--- Start of DATA LISTING ---

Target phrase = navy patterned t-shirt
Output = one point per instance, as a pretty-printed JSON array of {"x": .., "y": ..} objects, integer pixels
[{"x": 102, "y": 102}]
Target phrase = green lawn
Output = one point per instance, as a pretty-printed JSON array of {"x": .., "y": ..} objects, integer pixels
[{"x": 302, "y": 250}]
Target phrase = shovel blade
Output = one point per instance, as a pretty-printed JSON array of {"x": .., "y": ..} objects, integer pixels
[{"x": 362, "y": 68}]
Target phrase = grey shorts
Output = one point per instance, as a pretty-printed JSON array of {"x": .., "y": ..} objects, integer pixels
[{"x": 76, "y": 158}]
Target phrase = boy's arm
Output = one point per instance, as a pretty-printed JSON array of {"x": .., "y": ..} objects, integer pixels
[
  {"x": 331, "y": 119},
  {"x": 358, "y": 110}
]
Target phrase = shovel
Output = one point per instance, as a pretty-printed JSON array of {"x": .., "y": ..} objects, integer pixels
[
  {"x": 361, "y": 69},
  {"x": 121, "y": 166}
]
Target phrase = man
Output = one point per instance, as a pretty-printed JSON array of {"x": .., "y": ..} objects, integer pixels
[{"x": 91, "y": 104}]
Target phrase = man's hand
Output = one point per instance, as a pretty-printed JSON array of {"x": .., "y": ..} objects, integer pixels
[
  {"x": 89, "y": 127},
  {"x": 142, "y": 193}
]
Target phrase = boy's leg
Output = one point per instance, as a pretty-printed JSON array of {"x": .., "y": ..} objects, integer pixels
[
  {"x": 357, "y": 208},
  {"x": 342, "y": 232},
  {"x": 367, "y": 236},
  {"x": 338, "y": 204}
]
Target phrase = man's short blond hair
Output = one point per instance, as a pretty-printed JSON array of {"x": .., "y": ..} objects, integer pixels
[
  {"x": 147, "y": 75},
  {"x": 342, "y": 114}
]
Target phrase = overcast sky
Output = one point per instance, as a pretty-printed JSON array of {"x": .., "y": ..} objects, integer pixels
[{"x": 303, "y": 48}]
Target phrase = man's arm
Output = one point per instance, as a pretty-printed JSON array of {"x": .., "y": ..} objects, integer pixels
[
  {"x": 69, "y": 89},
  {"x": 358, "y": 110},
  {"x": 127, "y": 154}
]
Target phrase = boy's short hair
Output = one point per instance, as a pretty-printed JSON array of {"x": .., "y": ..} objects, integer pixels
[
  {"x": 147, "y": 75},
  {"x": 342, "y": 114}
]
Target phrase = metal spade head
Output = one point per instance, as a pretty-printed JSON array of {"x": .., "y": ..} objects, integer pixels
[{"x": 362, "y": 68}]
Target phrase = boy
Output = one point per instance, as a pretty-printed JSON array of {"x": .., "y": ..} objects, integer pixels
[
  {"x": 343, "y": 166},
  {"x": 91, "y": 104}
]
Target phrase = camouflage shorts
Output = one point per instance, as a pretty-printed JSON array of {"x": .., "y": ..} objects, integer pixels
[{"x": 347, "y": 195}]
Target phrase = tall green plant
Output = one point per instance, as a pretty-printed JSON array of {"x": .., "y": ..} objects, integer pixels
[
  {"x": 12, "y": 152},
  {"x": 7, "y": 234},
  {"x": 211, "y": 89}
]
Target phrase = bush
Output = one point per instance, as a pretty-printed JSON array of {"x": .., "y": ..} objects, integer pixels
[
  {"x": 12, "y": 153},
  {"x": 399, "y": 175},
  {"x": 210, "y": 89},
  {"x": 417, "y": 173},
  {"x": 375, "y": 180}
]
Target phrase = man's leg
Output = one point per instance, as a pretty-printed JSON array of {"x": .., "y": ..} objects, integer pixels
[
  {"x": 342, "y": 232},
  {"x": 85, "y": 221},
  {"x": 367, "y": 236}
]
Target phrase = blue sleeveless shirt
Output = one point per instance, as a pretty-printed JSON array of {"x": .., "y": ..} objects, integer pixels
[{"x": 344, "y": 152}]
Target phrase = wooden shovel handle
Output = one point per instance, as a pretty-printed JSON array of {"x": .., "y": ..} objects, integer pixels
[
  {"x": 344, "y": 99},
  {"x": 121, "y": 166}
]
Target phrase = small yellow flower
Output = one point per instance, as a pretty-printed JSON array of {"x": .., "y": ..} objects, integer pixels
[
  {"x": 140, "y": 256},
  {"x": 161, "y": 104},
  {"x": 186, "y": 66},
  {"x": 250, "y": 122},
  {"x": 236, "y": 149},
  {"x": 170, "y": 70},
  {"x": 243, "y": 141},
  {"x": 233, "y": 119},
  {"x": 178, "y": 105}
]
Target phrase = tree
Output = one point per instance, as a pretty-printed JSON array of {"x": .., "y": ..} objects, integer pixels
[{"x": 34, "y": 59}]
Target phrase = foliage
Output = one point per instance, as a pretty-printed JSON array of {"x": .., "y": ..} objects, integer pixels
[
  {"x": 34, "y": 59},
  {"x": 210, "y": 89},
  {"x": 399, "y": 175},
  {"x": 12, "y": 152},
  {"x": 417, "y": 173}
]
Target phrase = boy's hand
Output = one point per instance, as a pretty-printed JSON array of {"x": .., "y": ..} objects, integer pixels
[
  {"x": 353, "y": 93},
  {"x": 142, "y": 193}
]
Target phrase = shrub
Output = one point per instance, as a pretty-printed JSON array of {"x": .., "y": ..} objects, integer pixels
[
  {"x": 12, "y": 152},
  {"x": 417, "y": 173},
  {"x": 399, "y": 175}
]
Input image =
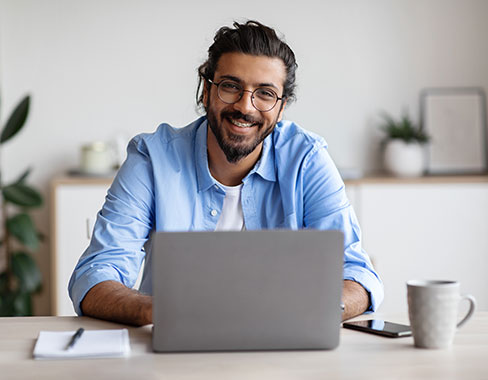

--- End of DATA LISTING ---

*DIRECTIVE*
Pull out each line in the listing above that contains the word "shorts" and reproduce those lines verbatim, one per line.

*RESPONSE*
Target phrase = grey shorts
Target phrase = camouflage shorts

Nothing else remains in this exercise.